Direction
Reproduce the listing below with every "keypoint" changed to "marker" and all other text left as it is. Omit the pictures.

____ Material provided

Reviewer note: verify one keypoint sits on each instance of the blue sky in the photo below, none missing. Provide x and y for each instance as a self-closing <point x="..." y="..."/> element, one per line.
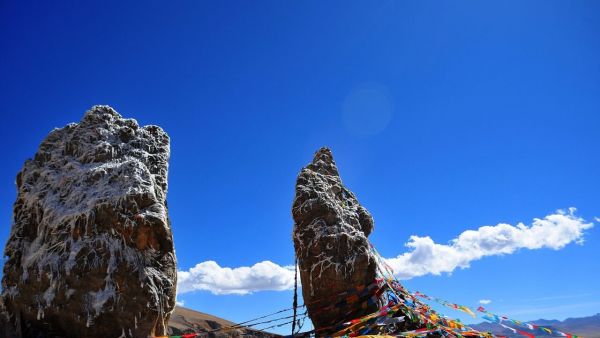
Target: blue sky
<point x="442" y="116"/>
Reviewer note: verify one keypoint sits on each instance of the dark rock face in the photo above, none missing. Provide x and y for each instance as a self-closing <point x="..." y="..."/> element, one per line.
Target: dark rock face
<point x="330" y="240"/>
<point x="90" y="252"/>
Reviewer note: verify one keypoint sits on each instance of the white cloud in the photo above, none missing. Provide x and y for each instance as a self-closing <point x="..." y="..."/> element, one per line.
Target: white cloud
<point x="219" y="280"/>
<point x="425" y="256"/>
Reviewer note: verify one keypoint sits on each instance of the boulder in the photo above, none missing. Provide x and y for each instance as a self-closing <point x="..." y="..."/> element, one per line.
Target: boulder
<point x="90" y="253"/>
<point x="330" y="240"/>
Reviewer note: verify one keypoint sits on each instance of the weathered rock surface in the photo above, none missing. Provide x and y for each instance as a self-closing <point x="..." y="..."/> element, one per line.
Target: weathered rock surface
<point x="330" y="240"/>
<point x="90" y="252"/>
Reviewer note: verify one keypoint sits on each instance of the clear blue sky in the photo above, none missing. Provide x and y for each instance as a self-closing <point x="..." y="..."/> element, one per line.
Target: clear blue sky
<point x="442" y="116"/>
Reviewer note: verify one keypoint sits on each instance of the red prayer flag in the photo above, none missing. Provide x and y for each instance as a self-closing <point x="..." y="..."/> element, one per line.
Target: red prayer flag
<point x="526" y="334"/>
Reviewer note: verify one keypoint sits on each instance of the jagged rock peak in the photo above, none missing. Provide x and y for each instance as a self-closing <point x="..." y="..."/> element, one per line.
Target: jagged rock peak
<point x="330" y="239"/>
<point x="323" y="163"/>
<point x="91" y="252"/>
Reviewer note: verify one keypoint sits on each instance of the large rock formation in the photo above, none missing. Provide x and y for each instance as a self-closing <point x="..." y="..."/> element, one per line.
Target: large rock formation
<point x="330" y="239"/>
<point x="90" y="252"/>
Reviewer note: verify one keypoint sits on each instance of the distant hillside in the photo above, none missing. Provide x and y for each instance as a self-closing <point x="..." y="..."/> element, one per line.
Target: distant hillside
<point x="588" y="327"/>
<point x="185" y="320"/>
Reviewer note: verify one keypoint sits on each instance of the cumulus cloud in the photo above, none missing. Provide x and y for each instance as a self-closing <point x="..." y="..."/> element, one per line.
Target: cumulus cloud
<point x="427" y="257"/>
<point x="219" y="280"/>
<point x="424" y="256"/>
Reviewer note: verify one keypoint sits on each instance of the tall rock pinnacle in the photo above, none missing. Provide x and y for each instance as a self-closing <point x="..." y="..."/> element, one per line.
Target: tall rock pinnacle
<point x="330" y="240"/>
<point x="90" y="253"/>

________

Full answer
Reviewer note: verify one marker sits on each instance of the blue sky in the photo below, none missing. Provide x and y for each instance as a self-closing <point x="..." y="..."/> element, one per line.
Target: blue sky
<point x="442" y="116"/>
Reviewer note: verify one marker sits on each instance of the dark rock face in the photo above, none missing. Provide x and y for each instance as a self-closing <point x="..." y="..."/> element, one per line.
Target: dark rock face
<point x="330" y="240"/>
<point x="90" y="252"/>
Reviewer note: verify one marker sits on each instance of the white cloud in the photo above, none missing. Provide x and y for each instance as a self-closing <point x="..." y="..."/> element, one per line.
Target: white cloud
<point x="219" y="280"/>
<point x="425" y="256"/>
Reviewer note: verify one marker sits on each instance of the boulder in the photo above, none missing. Provide x and y for each instance as a self-closing <point x="..." y="..."/> element, one per line.
Target: boulder
<point x="90" y="253"/>
<point x="330" y="240"/>
Reviewer note: verify one marker sits on each instance of the weathered rock surface in the photo above, none missing. Provide x and y for each instance as a self-closing <point x="..." y="..."/> element, one per line.
Target: weathered rock surface
<point x="330" y="240"/>
<point x="90" y="252"/>
Reviewer note: verify one marker sits on each instance of the clear blue sky in the photo above, none missing. Provide x and y for each instance as a self-closing <point x="..." y="..."/> element, one per line.
Target: clear blue sky
<point x="442" y="116"/>
Reviewer note: verify one marker sits on each instance of the red prayer flag in the photo above, none missing. Provide x and y for each instance as a self-closing <point x="..." y="..."/> element, one per line.
Target: red prayer flag
<point x="526" y="334"/>
Reviewer note: verify one marker sits on each instance of the jagged rock peak in the photo above, none missing. Provide x and y for each instance as a self-closing <point x="..." y="..."/> element, one per line.
Target: jagged rock peak
<point x="330" y="239"/>
<point x="323" y="163"/>
<point x="91" y="252"/>
Reviewer note: verify one marker sits on each instance of the large rock formation in the photo above, none missing. Provide x and y for each instance as a self-closing <point x="..." y="..."/> element, one per line.
Target: large rock formation
<point x="330" y="239"/>
<point x="90" y="252"/>
Reviewer note: verify one marker sits on each instance of the distant hillside in the photo above, none missing. Provide x and y for each instance as a self-closing <point x="..." y="..."/> element, one per line.
Target: distant hillside
<point x="588" y="327"/>
<point x="185" y="320"/>
Reviewer note: verify one marker sits on each instance of the cumulus cloud in the photo above, none missing. Provide x and y for each instance as a self-closing <point x="..." y="..."/> element, one per line.
Target: cumulus cloud
<point x="427" y="257"/>
<point x="219" y="280"/>
<point x="424" y="256"/>
Reviewer note: verify one marker sits on each instance of the tall rock pinnacle in the photo above, none missing. Provide x and y for each instance as a self-closing <point x="..." y="..."/> element, one per line.
Target: tall rock pinnacle
<point x="330" y="240"/>
<point x="90" y="253"/>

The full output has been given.